• [Short exercise]
Convert the entries below into a two-column CSV with the header row instruction,response. Give one row per entry, with the entry's text and its answer each in a single quoted field and every line break replaced by a space.

• [Input for this task]
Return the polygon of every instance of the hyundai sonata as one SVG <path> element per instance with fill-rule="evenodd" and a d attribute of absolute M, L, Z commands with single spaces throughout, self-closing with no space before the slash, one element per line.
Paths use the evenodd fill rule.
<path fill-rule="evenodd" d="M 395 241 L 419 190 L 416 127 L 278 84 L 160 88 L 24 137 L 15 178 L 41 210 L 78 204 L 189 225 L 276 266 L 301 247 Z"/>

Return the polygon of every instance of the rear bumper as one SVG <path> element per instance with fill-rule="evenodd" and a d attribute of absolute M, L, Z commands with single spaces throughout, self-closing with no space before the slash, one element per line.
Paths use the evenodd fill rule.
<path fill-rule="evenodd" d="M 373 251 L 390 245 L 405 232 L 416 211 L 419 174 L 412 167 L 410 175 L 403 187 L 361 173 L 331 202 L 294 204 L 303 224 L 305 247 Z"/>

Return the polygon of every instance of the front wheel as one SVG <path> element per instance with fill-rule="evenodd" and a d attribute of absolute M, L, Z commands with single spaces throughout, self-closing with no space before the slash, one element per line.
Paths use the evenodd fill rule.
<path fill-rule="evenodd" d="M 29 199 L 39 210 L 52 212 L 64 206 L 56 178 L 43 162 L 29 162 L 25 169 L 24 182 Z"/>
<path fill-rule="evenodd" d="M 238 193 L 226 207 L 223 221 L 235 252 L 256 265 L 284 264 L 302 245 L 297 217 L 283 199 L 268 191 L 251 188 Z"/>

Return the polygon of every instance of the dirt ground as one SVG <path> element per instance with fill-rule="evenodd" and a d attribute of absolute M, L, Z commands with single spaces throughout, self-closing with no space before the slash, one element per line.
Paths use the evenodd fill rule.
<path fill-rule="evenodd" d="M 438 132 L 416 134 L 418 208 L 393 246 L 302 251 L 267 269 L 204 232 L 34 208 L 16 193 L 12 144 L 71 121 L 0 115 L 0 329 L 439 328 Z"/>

• [Response]
instruction,response
"Return the polygon of every instance of the hyundai sonata as one SVG <path> element per instance with fill-rule=""evenodd"" and a d attribute of absolute M, L, Z commands with single spaces throughout, self-closing with no space before the slash, one element per line. Paths use the evenodd fill rule.","<path fill-rule=""evenodd"" d=""M 395 241 L 419 190 L 416 127 L 278 84 L 160 88 L 24 137 L 15 178 L 41 210 L 78 204 L 189 225 L 276 266 L 301 247 Z""/>"
"Return the polygon of every instance of the rear bumper as one SVG <path> element per instance with fill-rule=""evenodd"" and a d attribute of absolute M, L, Z commands with single spaces throughout, self-closing with no space before the slash, one element per line. Paths use the evenodd fill rule.","<path fill-rule=""evenodd"" d=""M 373 251 L 390 245 L 405 232 L 416 211 L 419 174 L 412 167 L 410 175 L 403 187 L 361 173 L 331 202 L 294 204 L 303 224 L 305 247 Z""/>"
"Return the polygon of every instance of the front wheel as one SVG <path> element per instance with fill-rule=""evenodd"" and a d attribute of absolute M, L, Z commands with single spaces throughout, self-closing with no space before the slash, one element per line. Paths use the evenodd fill rule.","<path fill-rule=""evenodd"" d=""M 29 199 L 39 210 L 52 212 L 64 206 L 56 178 L 43 162 L 29 162 L 25 169 L 24 182 Z""/> <path fill-rule=""evenodd"" d=""M 238 193 L 226 207 L 223 221 L 235 252 L 256 265 L 284 264 L 302 245 L 297 217 L 283 199 L 268 191 L 251 188 Z""/>"
"Return the polygon of every instance of the dirt ground as one SVG <path> element per instance with fill-rule=""evenodd"" and a d attribute of absolute M, L, Z commands with single spaces throughout, self-closing with no space before the slash, one element per line. Paths use the evenodd fill rule.","<path fill-rule=""evenodd"" d=""M 438 132 L 416 134 L 418 208 L 393 246 L 302 251 L 267 269 L 204 232 L 34 208 L 16 193 L 12 144 L 71 121 L 0 115 L 0 329 L 439 328 Z""/>"